Written problem:
Repeat each entry as written, dropping any picture you find.

Stored items:
'''
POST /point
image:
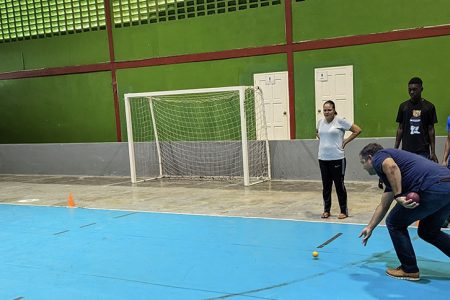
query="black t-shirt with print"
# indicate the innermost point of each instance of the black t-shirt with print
(416, 117)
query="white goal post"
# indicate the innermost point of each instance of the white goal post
(211, 133)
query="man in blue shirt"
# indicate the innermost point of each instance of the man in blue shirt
(403, 172)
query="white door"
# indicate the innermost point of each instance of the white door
(274, 87)
(335, 83)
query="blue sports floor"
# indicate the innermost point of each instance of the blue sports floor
(73, 253)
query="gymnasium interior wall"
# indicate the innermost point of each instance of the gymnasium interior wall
(57, 92)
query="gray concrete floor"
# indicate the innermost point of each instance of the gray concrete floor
(299, 200)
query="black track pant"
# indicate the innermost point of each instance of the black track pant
(333, 171)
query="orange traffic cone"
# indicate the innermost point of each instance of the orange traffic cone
(70, 201)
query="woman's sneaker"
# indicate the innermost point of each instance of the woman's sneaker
(400, 274)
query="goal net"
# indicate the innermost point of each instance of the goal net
(215, 133)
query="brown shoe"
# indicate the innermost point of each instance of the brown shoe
(400, 274)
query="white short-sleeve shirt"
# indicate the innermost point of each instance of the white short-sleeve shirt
(331, 138)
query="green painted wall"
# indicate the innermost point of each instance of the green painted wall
(381, 74)
(320, 19)
(235, 30)
(62, 109)
(59, 51)
(230, 72)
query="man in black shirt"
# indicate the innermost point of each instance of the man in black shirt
(416, 118)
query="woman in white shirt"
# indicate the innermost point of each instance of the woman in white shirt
(330, 131)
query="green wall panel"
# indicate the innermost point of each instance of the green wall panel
(62, 109)
(381, 74)
(242, 29)
(231, 72)
(332, 18)
(57, 51)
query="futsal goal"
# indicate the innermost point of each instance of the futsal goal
(212, 133)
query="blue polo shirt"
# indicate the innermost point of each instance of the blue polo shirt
(418, 173)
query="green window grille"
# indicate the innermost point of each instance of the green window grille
(136, 12)
(27, 19)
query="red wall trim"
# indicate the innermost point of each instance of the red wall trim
(228, 54)
(392, 36)
(113, 69)
(289, 48)
(290, 65)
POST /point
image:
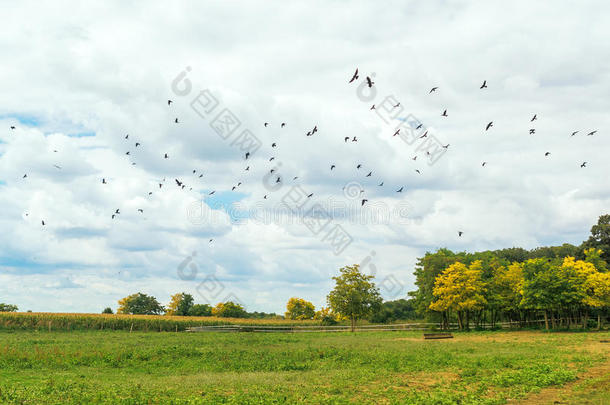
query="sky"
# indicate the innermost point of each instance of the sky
(78, 77)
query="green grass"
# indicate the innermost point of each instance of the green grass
(250, 368)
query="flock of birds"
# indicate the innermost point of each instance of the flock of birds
(278, 179)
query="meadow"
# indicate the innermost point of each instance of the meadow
(118, 367)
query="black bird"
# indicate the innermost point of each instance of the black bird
(355, 76)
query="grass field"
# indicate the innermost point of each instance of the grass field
(246, 368)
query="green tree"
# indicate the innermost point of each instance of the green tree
(200, 310)
(180, 304)
(8, 308)
(139, 304)
(229, 309)
(354, 295)
(298, 308)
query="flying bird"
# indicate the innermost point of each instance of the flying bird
(355, 76)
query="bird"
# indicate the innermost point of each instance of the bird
(354, 76)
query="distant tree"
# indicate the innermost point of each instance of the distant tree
(8, 308)
(180, 304)
(200, 310)
(298, 308)
(355, 295)
(229, 309)
(600, 237)
(140, 304)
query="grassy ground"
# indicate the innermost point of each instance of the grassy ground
(335, 368)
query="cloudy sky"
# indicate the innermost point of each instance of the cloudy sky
(77, 78)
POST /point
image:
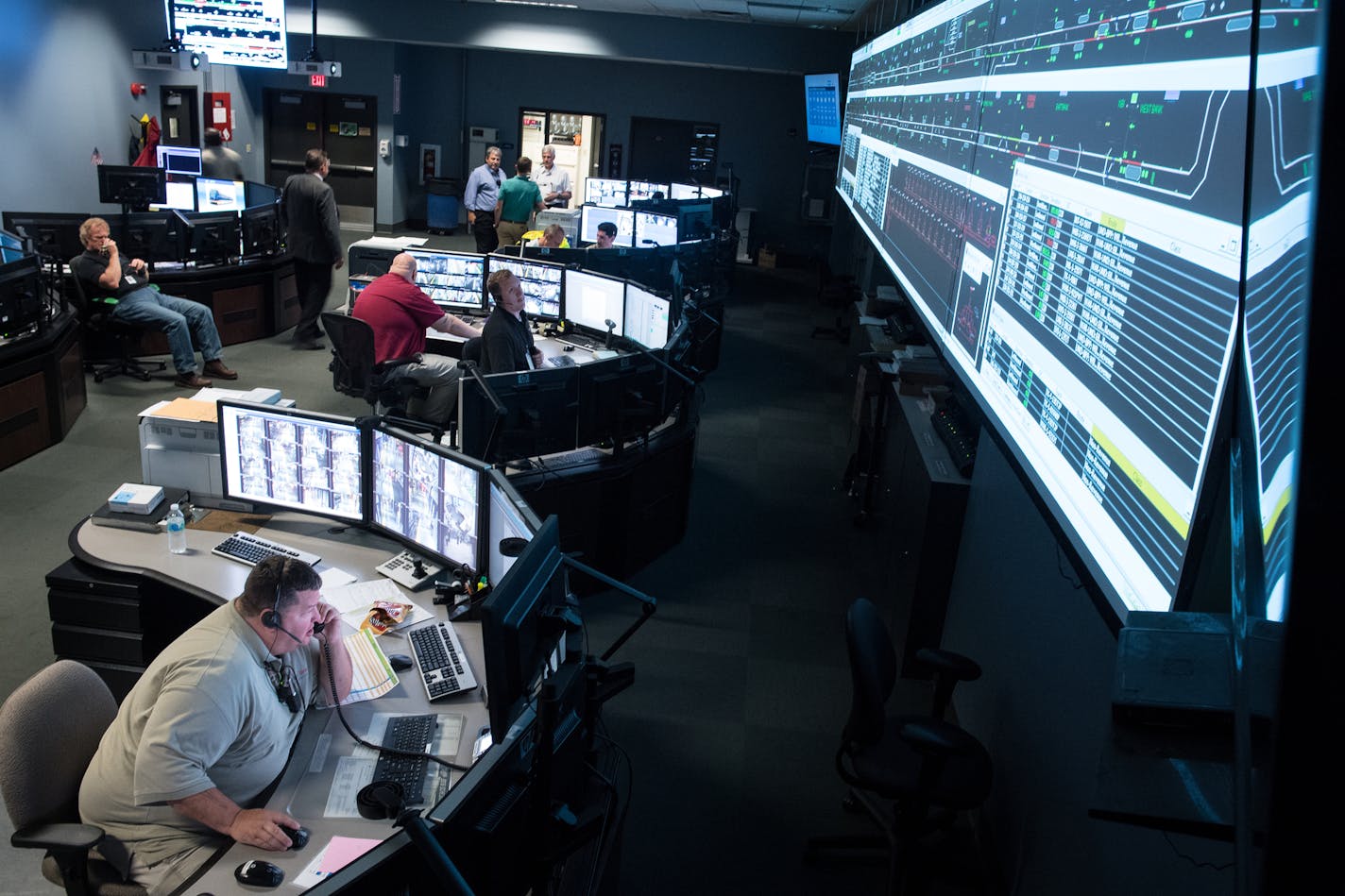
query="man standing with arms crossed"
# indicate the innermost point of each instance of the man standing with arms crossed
(479, 199)
(308, 211)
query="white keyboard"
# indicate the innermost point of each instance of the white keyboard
(252, 549)
(401, 568)
(441, 659)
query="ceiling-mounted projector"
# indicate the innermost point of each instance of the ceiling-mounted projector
(315, 66)
(170, 59)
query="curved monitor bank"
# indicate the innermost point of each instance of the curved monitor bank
(513, 820)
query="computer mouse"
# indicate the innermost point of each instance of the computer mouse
(259, 873)
(298, 837)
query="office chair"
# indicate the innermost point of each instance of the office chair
(355, 373)
(911, 772)
(840, 292)
(95, 317)
(50, 728)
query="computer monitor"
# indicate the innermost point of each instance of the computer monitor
(179, 161)
(53, 234)
(639, 190)
(621, 398)
(654, 228)
(510, 518)
(425, 496)
(154, 236)
(542, 284)
(541, 414)
(822, 103)
(212, 236)
(520, 629)
(602, 192)
(22, 296)
(647, 316)
(590, 300)
(260, 228)
(292, 459)
(592, 215)
(221, 195)
(179, 193)
(455, 280)
(259, 194)
(133, 186)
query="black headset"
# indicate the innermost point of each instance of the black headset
(280, 673)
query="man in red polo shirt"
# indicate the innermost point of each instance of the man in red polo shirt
(399, 313)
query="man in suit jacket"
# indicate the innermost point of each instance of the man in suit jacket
(308, 211)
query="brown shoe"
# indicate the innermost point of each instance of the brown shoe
(218, 370)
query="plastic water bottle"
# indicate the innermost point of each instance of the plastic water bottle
(177, 525)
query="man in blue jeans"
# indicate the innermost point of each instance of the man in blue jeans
(101, 272)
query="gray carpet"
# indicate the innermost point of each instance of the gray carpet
(741, 684)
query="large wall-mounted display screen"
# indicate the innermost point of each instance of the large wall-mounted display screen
(1060, 195)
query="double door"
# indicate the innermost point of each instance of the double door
(346, 126)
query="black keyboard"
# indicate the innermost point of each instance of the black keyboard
(252, 549)
(412, 734)
(443, 664)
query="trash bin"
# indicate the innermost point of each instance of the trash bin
(441, 196)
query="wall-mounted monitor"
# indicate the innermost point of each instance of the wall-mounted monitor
(453, 280)
(1087, 297)
(292, 459)
(647, 316)
(221, 195)
(425, 496)
(602, 192)
(653, 228)
(542, 284)
(53, 234)
(132, 186)
(179, 161)
(179, 193)
(233, 34)
(638, 190)
(822, 108)
(592, 215)
(592, 299)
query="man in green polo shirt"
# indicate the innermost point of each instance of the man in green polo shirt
(518, 201)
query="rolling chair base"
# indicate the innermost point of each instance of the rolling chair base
(127, 366)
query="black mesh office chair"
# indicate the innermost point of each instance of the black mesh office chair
(104, 331)
(911, 772)
(50, 728)
(383, 385)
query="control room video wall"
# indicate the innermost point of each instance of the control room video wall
(1060, 193)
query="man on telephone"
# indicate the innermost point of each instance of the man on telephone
(210, 725)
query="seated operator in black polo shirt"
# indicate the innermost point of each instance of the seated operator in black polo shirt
(507, 339)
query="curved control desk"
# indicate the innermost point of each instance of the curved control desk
(191, 584)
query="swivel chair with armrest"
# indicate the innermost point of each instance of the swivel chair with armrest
(911, 772)
(384, 386)
(50, 728)
(95, 316)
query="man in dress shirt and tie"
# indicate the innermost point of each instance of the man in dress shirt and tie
(479, 199)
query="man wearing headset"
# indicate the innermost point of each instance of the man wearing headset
(210, 725)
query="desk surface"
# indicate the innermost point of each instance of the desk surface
(323, 741)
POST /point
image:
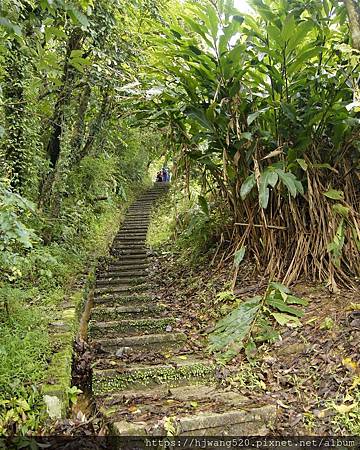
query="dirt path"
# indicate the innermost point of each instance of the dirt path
(145, 380)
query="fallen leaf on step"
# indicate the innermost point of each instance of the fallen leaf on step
(343, 409)
(280, 403)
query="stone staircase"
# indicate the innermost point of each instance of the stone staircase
(143, 380)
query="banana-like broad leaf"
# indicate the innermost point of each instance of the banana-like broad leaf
(204, 205)
(247, 186)
(234, 328)
(239, 255)
(279, 304)
(286, 319)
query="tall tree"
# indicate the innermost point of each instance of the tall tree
(353, 10)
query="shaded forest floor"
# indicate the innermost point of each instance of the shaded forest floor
(312, 373)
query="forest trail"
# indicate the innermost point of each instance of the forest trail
(142, 381)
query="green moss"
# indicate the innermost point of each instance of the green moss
(153, 375)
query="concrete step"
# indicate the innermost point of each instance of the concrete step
'''
The answer:
POST /point
image:
query="black t-shirt with print"
# indicate the innermost point of each instance of the black t-shirt with print
(416, 117)
query="white goal post"
# indicate the innermost point of each instance of the white goal post
(211, 133)
query="man in blue shirt"
# indicate the innermost point of each instance of the man in blue shirt
(403, 172)
query="white door"
# indicate the innermost point of each instance of the white door
(274, 87)
(335, 83)
query="blue sports floor"
# indicate the innermost point of each instance of the blue sports floor
(73, 253)
query="gymnasium interior wall"
# indicate the innermost point of each instance of the gymnasium interior wall
(57, 92)
query="gray concrete floor"
# indicate the innermost point of each instance of the gray concrete floor
(299, 200)
query="black track pant"
# indicate the innermost point of each instance of the black track pant
(333, 171)
query="orange traffic cone"
# indicate the innermost point of each instance of the orange traffic cone
(70, 201)
query="woman's sneaker"
# indicate the innermost point of each instance of the woman's sneaker
(400, 274)
query="goal net"
# indicate the innermost point of each instance of the goal net
(215, 133)
query="brown shoe"
# indicate the innermost point of each instance of the brown shoe
(400, 274)
query="white short-sleeve shirt"
# indicate the innermost point of each instance of the white short-sleeve shirt
(331, 138)
query="green painted wall"
# indicate the innermost point of each instance of the green painted wall
(381, 74)
(320, 19)
(235, 30)
(62, 109)
(59, 51)
(230, 72)
query="man in black shirt"
# indicate the innermost point of each instance of the man in black shirt
(416, 118)
query="woman in white shirt"
# indicate the innermost point of each instance of the woman in white shirt
(330, 131)
query="green wall panel"
# indicate the innermost point of each instance of the green wall panel
(62, 109)
(381, 74)
(242, 29)
(231, 72)
(332, 18)
(57, 51)
query="futsal goal"
# indicate the innermost point of each instance of the futsal goal
(212, 133)
query="blue polo shirt"
# indicate the innermost point of each instance of the blue polo shirt
(418, 173)
query="green window grille"
# indicate the innermost point of each instance of the green window grille
(136, 12)
(27, 19)
query="red wall trim"
# indicate the innermost point of each instance of the red wall trim
(228, 54)
(392, 36)
(113, 69)
(289, 48)
(290, 65)
POST /point
image:
query="sky"
# indicate the innermost point of each instance of the sky
(78, 77)
query="green grass"
# indicate the innermost point of each instance of the green grass
(250, 368)
query="flock of birds"
# indicate the innermost point of each instance of the flock of birds
(278, 179)
query="meadow"
# indicate the innermost point of each instance of the meadow
(118, 367)
query="black bird"
# indicate the innermost point of each instance of the black bird
(355, 76)
query="grass field"
# indicate the innermost point of each instance of the grass field
(246, 368)
query="green tree"
# indicate the innermost point of each instance of the green tree
(200, 310)
(180, 304)
(8, 308)
(139, 304)
(229, 309)
(354, 295)
(298, 308)
query="flying bird"
# indicate the innermost point of each instance of the flying bird
(355, 76)
query="bird"
# indicate the innermost point of each instance of the bird
(354, 76)
query="distant tree"
# indicate the innermost point of each instance of the distant tree
(8, 308)
(180, 304)
(200, 310)
(298, 308)
(355, 295)
(229, 309)
(600, 237)
(140, 304)
query="grassy ground"
# indicate the innermost point of each instance of the grassy ground
(335, 368)
query="cloudy sky"
# indicate the innermost point of each instance of the cloudy sky
(77, 78)
POST /point
image:
query="man standing with arms crossed"
# indicate the innermost point of each instance of the man standing with arms crossed
(479, 199)
(308, 211)
query="white keyboard"
# indicate the innermost point of each instance of the white keyboard
(252, 549)
(401, 568)
(441, 659)
query="ceiling-mounted projector"
# indicate the innermost point of each instance of the ceiling-mounted projector
(315, 66)
(170, 59)
query="curved monitor bank"
# indicate the innermost point of each instance of the curved monitor bank
(513, 820)
query="computer mouse"
# indicate the innermost point of each instance of the computer mouse
(259, 873)
(298, 837)
query="office chair"
# indicate the innermost point of each instance of the office chair
(355, 373)
(911, 772)
(840, 292)
(95, 317)
(50, 728)
query="computer monitor"
# indicate the innermost point of each instance of the computer monitor
(179, 161)
(53, 234)
(639, 190)
(621, 398)
(654, 228)
(510, 518)
(425, 496)
(154, 236)
(542, 284)
(541, 414)
(822, 103)
(212, 236)
(520, 629)
(602, 192)
(22, 296)
(647, 316)
(590, 300)
(260, 228)
(292, 459)
(592, 215)
(221, 195)
(179, 193)
(455, 280)
(259, 194)
(133, 186)
query="black headset"
# indicate the innermost point of each instance of the black headset
(280, 673)
query="man in red polo shirt"
# indicate the innermost point of each instance of the man in red polo shirt
(399, 313)
query="man in suit jacket"
# indicate the innermost point of each instance of the man in suit jacket
(308, 211)
query="brown shoe"
# indicate the innermost point of each instance of the brown shoe
(218, 370)
query="plastic water bottle"
# indicate the innermost point of each instance of the plastic water bottle
(177, 525)
query="man in blue jeans"
# indicate the innermost point of each instance of the man in blue jeans
(101, 272)
query="gray carpet"
# indicate the innermost point of each instance of the gray carpet
(741, 684)
query="large wall-mounted display screen"
# indicate the innermost point of each instance of the large wall-mounted display screen
(1060, 195)
query="double door"
# indicate the innermost point of each instance of the double door
(346, 126)
query="black keyboard"
# indicate the innermost point of each instance of the black keyboard
(252, 549)
(412, 734)
(443, 664)
query="trash bin"
# indicate the innermost point of each instance of the trash bin
(441, 196)
query="wall-mounted monitor"
# indicate the innermost point of each instance of the wall-mounted monitor
(453, 280)
(1087, 297)
(292, 459)
(647, 316)
(221, 195)
(425, 496)
(602, 192)
(653, 228)
(542, 284)
(53, 234)
(132, 186)
(179, 161)
(179, 193)
(233, 34)
(638, 190)
(822, 108)
(592, 215)
(592, 299)
query="man in green polo shirt"
# indicate the innermost point of each instance of the man in green polo shirt
(518, 201)
query="rolling chair base"
# indicate the innermost point of each instance of the rolling chair base
(127, 366)
query="black mesh office chair"
# indicate the innermost point of each instance of the black mesh office chair
(104, 331)
(911, 772)
(50, 728)
(383, 385)
query="control room video wall"
# indicate the innermost point of each instance of the control room video wall
(1060, 193)
query="man on telephone"
# indicate the innermost point of each instance of the man on telephone
(210, 725)
query="seated operator in black polo shirt"
# indicate the innermost point of each instance of the seated operator in black polo shirt
(507, 339)
query="curved control desk"
# indicate the innermost point of each instance of the curved control desk
(191, 584)
query="swivel chair with armrest"
# indicate the innermost point of each instance of the swivel chair with armrest
(911, 772)
(384, 386)
(50, 728)
(95, 316)
query="man in dress shirt and tie"
# indicate the innermost point of each instance of the man in dress shirt and tie
(479, 199)
query="man wearing headset"
# indicate the innermost point of each instance of the man wearing headset
(210, 725)
query="desk surface"
# indicate the innermost point of each instance of the desk surface
(323, 741)
POST /point
image:
query="dirt path"
# indicate the innermost point of each instance of the dirt path
(145, 380)
query="fallen leaf on step"
# indicate the innermost point of each instance of the fallen leaf on step
(343, 409)
(280, 403)
query="stone staircase"
# indicate the innermost point of each instance of the stone staircase
(143, 380)
query="banana-like broad leaf"
# indicate the innermost point of each instance of the banana-like broad leaf
(204, 205)
(247, 186)
(234, 328)
(239, 255)
(279, 304)
(286, 319)
query="tall tree"
# indicate the innermost point of each instance of the tall tree
(353, 10)
query="shaded forest floor"
# indicate the innermost point of each instance of the shaded forest floor
(312, 373)
query="forest trail"
# indicate the innermost point of each instance of the forest trail
(142, 381)
query="green moss"
# indicate the innermost point of each instance of the green moss
(153, 375)
query="concrete step"
# indicate the innermost point of each instance of the concrete step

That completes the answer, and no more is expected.